• _ASSIGNED TASK_: From the case header below, list every person who holds a role in the case as a party, counsel, or judge, and give each one's role as the header states it.
### TEXT FOR ANALYSIS
Stewart v. Kirkland

Decision Date26 September 1996
Docket NumberNo. 20674,20674
Citation929 S.W.2d 321
PartiesJ. Hobart STEWART, Plaintiff-Respondent, v. Jake R. KIRKLAND, Defendant-Appellant.
CourtMissouri Court of Appeals

Stuart H. King, William H. McDonald and Associates, P.C., Springfield, for defendant-appellant.

Thomas W. Millington, Schroff, Glass & Newberry, P.C., Springfield, for plaintiff-respondent.

PREWITT, Judge.
######
### SUPPLIED ENTRIES
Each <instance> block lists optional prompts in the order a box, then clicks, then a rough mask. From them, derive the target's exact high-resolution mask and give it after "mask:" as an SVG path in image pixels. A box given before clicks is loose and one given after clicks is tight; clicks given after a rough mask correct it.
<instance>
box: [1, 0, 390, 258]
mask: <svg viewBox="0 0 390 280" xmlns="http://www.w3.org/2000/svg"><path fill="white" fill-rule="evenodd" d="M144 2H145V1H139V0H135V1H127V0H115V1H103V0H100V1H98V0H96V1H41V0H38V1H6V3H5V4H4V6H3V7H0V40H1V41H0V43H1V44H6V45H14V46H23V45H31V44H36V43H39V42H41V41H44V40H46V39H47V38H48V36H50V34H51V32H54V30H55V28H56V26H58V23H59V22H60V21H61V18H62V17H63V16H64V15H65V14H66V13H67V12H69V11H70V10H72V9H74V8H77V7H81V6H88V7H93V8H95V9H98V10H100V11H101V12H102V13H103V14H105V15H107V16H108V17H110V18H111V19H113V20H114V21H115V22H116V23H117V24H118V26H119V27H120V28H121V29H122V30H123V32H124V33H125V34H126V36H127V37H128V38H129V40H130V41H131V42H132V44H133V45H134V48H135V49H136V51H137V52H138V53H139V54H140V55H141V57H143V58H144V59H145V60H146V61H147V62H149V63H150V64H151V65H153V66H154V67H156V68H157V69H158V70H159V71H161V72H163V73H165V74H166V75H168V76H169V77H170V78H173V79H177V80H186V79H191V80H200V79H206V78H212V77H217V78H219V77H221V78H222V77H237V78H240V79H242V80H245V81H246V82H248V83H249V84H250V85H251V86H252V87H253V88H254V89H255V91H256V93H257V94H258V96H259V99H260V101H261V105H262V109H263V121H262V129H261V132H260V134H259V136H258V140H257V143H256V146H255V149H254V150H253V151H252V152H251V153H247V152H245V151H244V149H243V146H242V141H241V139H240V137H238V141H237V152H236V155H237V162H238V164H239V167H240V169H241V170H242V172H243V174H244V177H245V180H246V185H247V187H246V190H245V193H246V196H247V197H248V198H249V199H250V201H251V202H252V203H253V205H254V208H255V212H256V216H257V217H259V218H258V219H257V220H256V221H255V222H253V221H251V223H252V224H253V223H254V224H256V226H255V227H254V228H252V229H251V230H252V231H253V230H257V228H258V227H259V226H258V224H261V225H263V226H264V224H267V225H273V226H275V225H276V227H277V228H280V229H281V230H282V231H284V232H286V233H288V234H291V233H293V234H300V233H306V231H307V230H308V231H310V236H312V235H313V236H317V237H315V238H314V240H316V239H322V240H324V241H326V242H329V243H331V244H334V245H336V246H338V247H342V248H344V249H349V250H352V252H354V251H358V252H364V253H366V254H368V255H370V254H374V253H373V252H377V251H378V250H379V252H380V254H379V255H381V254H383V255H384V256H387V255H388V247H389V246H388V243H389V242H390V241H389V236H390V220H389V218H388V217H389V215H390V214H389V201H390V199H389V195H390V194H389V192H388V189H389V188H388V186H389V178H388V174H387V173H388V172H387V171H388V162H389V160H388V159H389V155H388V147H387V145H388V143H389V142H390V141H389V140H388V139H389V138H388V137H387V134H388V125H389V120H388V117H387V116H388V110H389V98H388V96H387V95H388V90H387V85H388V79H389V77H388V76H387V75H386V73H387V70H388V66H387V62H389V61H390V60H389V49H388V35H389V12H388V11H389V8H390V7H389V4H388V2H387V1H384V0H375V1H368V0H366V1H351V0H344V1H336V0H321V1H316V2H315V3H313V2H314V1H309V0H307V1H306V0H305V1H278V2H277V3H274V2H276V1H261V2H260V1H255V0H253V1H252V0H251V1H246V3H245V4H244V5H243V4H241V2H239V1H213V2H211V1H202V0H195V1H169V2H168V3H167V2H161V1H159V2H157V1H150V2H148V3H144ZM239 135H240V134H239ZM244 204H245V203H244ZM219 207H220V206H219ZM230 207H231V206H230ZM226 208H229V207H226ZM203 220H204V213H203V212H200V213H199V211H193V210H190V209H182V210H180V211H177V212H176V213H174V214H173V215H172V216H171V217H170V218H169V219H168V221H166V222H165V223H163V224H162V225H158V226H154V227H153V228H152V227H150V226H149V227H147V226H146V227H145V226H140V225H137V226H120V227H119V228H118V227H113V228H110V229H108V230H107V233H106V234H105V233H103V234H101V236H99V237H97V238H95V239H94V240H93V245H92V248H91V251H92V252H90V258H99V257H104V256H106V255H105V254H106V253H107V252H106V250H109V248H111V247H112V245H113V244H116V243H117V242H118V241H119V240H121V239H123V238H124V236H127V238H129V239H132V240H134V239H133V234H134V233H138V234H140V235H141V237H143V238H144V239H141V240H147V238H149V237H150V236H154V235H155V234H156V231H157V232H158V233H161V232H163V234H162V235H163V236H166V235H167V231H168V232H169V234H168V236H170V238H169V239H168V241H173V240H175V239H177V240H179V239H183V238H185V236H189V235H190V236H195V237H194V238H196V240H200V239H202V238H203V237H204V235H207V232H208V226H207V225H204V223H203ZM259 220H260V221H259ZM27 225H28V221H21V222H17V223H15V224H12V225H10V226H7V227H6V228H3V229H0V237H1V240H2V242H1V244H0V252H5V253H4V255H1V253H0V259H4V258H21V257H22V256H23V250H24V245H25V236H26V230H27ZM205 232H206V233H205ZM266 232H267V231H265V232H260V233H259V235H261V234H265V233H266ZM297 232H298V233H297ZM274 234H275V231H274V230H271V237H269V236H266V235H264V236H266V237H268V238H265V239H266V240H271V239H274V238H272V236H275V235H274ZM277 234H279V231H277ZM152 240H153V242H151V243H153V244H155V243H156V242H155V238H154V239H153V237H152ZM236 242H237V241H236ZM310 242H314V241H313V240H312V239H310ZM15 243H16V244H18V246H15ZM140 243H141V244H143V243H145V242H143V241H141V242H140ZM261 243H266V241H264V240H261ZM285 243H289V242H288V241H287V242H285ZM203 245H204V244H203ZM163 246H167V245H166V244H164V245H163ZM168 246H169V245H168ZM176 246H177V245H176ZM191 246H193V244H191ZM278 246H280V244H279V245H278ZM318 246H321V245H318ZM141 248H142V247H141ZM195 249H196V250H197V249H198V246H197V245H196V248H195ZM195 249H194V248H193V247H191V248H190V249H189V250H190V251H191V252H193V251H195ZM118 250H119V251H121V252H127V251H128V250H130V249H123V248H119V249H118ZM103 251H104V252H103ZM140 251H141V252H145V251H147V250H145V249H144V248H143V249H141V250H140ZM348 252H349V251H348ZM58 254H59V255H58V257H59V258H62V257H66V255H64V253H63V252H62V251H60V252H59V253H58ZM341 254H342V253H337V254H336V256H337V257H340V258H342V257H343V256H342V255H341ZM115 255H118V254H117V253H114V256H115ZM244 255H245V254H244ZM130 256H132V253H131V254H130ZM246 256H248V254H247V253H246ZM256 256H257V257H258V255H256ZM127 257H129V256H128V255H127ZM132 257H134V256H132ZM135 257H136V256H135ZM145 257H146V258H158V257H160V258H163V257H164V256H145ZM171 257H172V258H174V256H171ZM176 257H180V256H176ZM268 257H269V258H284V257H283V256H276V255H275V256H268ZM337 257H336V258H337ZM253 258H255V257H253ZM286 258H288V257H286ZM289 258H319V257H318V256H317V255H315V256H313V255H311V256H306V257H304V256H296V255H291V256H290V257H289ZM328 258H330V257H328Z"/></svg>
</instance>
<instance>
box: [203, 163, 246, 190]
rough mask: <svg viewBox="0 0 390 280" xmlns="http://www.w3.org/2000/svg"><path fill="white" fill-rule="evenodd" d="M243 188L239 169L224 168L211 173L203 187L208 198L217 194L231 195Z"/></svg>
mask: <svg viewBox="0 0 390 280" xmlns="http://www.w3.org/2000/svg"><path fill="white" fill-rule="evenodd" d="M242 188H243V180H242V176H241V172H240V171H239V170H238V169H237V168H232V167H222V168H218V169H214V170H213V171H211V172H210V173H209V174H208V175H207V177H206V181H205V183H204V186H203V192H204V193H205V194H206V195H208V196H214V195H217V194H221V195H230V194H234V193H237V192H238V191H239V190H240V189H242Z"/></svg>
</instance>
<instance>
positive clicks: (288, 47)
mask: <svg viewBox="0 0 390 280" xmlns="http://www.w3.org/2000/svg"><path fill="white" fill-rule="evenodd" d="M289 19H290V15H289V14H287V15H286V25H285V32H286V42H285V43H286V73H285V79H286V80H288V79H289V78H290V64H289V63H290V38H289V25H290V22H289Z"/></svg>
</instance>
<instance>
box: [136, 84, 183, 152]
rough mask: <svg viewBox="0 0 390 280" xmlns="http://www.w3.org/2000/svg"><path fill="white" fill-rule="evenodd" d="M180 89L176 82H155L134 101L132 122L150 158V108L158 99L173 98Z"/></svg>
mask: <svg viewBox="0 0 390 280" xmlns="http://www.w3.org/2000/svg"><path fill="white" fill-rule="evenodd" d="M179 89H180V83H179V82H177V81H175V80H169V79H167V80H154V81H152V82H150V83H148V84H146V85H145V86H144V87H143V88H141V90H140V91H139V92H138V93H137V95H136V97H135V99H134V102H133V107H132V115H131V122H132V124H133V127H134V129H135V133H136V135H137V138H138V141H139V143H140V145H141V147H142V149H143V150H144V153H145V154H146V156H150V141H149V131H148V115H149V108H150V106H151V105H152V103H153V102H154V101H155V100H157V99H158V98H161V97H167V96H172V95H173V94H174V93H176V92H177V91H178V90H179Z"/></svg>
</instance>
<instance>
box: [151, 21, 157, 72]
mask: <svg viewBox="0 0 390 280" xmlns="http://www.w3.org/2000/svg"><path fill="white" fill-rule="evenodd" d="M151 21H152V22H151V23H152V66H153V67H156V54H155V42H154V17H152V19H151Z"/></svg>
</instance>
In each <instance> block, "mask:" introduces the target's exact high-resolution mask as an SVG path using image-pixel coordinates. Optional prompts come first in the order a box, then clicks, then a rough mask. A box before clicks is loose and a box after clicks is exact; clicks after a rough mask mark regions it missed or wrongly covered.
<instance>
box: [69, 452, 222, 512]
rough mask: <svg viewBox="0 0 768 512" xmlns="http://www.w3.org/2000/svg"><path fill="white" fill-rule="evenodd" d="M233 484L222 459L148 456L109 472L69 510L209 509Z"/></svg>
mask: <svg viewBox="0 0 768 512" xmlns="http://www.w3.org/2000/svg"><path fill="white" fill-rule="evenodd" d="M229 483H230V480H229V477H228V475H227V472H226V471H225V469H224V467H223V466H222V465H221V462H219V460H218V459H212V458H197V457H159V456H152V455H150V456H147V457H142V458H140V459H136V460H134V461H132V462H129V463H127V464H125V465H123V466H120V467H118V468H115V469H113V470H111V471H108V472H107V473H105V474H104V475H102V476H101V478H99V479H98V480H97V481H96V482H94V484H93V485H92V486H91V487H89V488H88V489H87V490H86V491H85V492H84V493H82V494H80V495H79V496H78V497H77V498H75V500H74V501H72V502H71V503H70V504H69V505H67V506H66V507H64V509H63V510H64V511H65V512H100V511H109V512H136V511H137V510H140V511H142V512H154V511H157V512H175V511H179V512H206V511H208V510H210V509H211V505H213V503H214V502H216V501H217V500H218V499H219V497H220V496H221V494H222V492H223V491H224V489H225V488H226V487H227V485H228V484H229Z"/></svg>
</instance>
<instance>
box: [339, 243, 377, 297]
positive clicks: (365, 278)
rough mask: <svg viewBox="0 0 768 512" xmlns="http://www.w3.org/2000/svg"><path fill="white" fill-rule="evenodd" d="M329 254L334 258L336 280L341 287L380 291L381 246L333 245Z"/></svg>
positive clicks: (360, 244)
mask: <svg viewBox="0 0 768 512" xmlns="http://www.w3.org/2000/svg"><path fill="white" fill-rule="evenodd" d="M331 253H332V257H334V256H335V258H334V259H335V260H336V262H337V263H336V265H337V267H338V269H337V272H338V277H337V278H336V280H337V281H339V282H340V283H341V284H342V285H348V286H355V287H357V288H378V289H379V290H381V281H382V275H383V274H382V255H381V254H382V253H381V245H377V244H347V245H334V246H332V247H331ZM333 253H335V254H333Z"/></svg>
######
• _RESULT OF THIS EXERCISE_:
- J. Hobart Stewart: Plaintiff-Respondent
- Jake R. Kirkland: Defendant-Appellant
- Stuart H. King: counsel for defendant-appellant
- Thomas W. Millington: counsel for plaintiff-respondent
- Prewitt: Judge